This exercise requires every record to be repeated exactly.

§ Record set:

******************************

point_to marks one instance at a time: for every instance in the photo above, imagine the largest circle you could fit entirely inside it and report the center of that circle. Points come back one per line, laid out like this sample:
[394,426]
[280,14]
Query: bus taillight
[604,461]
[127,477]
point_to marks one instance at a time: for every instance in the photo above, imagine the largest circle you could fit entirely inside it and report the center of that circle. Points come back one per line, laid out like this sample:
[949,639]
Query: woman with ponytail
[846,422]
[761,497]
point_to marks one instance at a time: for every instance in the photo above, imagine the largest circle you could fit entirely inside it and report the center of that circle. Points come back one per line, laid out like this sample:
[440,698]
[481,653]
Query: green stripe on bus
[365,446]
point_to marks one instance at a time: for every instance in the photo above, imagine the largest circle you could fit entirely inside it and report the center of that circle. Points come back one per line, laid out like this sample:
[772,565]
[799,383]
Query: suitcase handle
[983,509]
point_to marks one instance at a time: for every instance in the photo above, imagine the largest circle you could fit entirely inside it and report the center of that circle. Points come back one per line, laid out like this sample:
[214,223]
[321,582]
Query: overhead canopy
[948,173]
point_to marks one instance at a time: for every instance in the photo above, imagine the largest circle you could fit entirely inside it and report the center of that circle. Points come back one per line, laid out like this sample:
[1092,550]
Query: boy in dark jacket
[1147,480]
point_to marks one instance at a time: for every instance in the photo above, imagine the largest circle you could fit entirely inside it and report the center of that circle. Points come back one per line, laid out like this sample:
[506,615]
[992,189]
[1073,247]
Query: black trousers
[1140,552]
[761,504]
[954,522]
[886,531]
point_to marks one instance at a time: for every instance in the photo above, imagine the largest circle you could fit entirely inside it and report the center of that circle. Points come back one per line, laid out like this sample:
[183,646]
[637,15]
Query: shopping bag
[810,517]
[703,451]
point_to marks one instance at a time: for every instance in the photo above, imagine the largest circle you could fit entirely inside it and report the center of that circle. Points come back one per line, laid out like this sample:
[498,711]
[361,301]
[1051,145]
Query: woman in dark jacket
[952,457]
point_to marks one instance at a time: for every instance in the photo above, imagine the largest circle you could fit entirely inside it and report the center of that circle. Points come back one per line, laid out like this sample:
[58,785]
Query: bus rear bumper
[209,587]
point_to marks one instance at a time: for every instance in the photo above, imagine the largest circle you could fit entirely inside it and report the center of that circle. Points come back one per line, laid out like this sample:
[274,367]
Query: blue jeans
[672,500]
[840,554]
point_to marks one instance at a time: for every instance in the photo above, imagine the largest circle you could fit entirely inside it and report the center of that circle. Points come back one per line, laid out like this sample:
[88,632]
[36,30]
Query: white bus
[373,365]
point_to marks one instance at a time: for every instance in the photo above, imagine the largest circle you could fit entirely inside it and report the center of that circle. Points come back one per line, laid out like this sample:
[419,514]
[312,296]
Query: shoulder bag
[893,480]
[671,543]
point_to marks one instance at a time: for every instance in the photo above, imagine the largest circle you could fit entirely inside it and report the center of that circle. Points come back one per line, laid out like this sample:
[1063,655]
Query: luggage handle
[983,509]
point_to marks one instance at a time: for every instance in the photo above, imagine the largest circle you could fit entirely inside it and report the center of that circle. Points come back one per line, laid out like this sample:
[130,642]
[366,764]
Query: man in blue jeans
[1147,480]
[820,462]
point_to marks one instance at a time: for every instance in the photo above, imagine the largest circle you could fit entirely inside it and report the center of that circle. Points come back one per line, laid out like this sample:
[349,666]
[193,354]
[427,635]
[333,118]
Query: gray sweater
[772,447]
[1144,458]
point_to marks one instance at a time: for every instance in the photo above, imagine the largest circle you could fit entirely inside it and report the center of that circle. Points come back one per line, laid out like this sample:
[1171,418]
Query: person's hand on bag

******************************

§ Worked solution:
point_to marks one instance at a time: for every instance in the photo above, imagine the largest circle you could fit entirely inside it and report the center of that circle. Points come back one per line, laid out like this sample:
[394,426]
[280,14]
Query: bus taillight
[604,461]
[127,477]
point_to marks one instance at a time: for every instance in the photo above, imagine the largest circle you could fit entirely inside it and report the center of that circle. Points come back one per line, laid out like this sample:
[949,639]
Query: woman with ponytail
[846,422]
[761,497]
point_to marks one instance at a time: for every instance in the photo above, imagine the largest circle you could fit entirely inside it and report the center of that circle. Points come back one per line, laid out like this sample:
[440,698]
[481,653]
Query: green stripe on bus
[365,446]
point_to marks one instance at a time: for every instance in the photo above, imagine the largest circle you could fit entirely inside it and report the center of that circle. Points come back one per line, laid out like this sample:
[772,565]
[799,383]
Query: suitcase handle
[983,509]
point_to marks one instance at a time: for every instance in the photo above, imagine the largest circle you could fit entirely inside it and report the center of that circle. Points come back one per line, laid out like this sample:
[214,223]
[321,582]
Query: overhead canopy
[948,173]
point_to marks one instance at a time: for every instance in the photo above, imagine the largest circle you could fit entirely inside it and report the center of that circle. Points come back one per line, laid out like this sample:
[1092,550]
Query: boy in dark jacket
[1147,480]
point_to marks one instance at a time: for every instance in the photo above, imagine the largest circle you could fit entirely inside it and report the center of that circle. Points come back one per line, laid out like this sample:
[506,615]
[992,189]
[1073,247]
Query: black trousers
[1140,552]
[761,504]
[954,522]
[886,531]
point_to marks one instance at a time: for every instance in the photo above, imagine the largest circle you could fit entirely inside it and report the center of that circle. Points come back one per line, laid out like this sample:
[183,646]
[637,15]
Query: shopping bag
[810,517]
[703,451]
point_to marks one instance at a time: for every instance in the photo above, imagine the largest circle you could fit entirely inside it and report the center of that circle. Points come back one per line, laid out like this sample:
[498,711]
[361,301]
[1051,145]
Query: woman in dark jacket
[952,457]
point_to marks one instance at a time: for every instance in the photo above, imagine the largest circle you could fit entirely inside it and report the center of that circle. Points come back one per line, laid out like this sample:
[58,785]
Query: bus rear bumper
[209,587]
point_to marks one instance at a time: for every instance in the photo above, imagine the largest circle you could fit entirely inside it and report the center of that circle. Points come back one per line, laid out like this sample:
[274,367]
Query: blue jeans
[672,500]
[840,554]
point_to marks one instance at a time: for every instance in the photo above, imagine the largest circle you could fit entirely inside it and report the center of that circle. Points come back one per line, laid out like this sample:
[88,632]
[36,30]
Query: white bus
[373,365]
point_to marks one instance at a time: for every instance in the photo above, imagine the largest circle you could fit entirely inside it and report the center of that circle. Points come back one per line, laid out like this sample:
[419,514]
[312,296]
Query: shoulder bag
[893,480]
[671,543]
point_to marks one instance at a time: for every instance in the photo above, imagine the largest circle you could fit entirely inside it and report the center of that circle. Points come back one per line, laid out like this sample:
[1063,655]
Query: luggage handle
[983,509]
point_to marks one instance at a time: for every instance in the photo above, imagine the largest circle you could fit entirely inside it and report the center of that circle. Points come back one per line, laid out like this sample:
[130,642]
[366,764]
Query: man in blue jeans
[1147,480]
[820,462]
point_to marks one instance at a time: for every instance in the photo above, imagine the largest circle you could fit entirely inside it and report the center of that circle. Points come back one per line, laid out like this sample:
[349,666]
[193,354]
[427,635]
[333,118]
Query: gray sweater
[772,447]
[1144,458]
point_to marks one instance at a time: for every instance in the photo above, imagine the largest circle you could fit entirely inside it and report the center of that circle. Points come back one per line, laid out like this sample:
[1171,418]
Query: person's hand on bag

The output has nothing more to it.